Exercise data:
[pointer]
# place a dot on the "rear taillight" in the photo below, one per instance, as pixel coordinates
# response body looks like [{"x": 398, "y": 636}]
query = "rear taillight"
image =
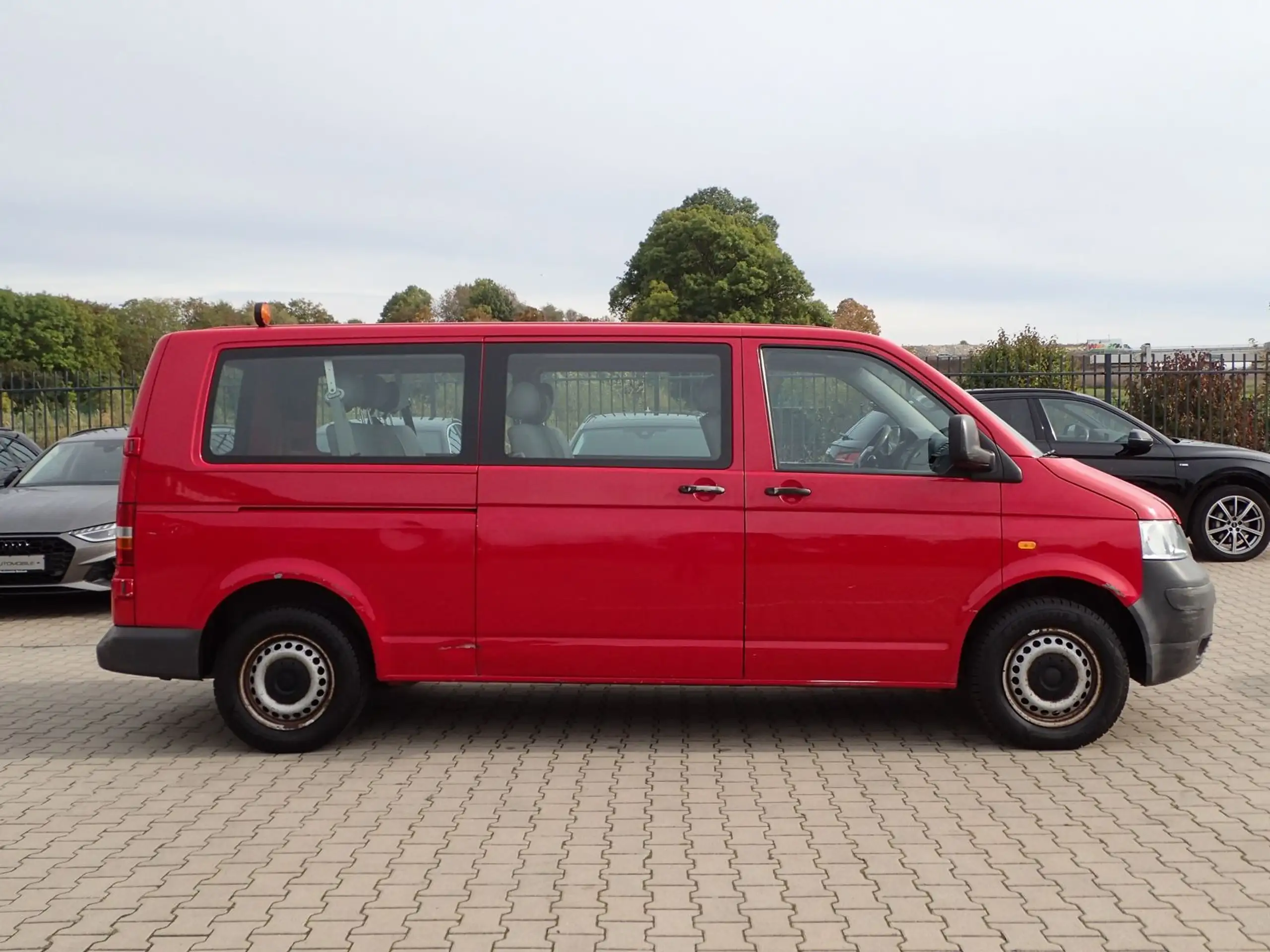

What you will do:
Update these lines by changing "rear taillight" to "side mirror" and keeping everything else the same. Omit the pictures from your answer.

Answer to this exercise:
[pointer]
# place a dot on the "side mirror" in the photo below, one per instance, as pixel coordinates
# response body looks like [{"x": 398, "y": 636}]
query = "side mirror"
image =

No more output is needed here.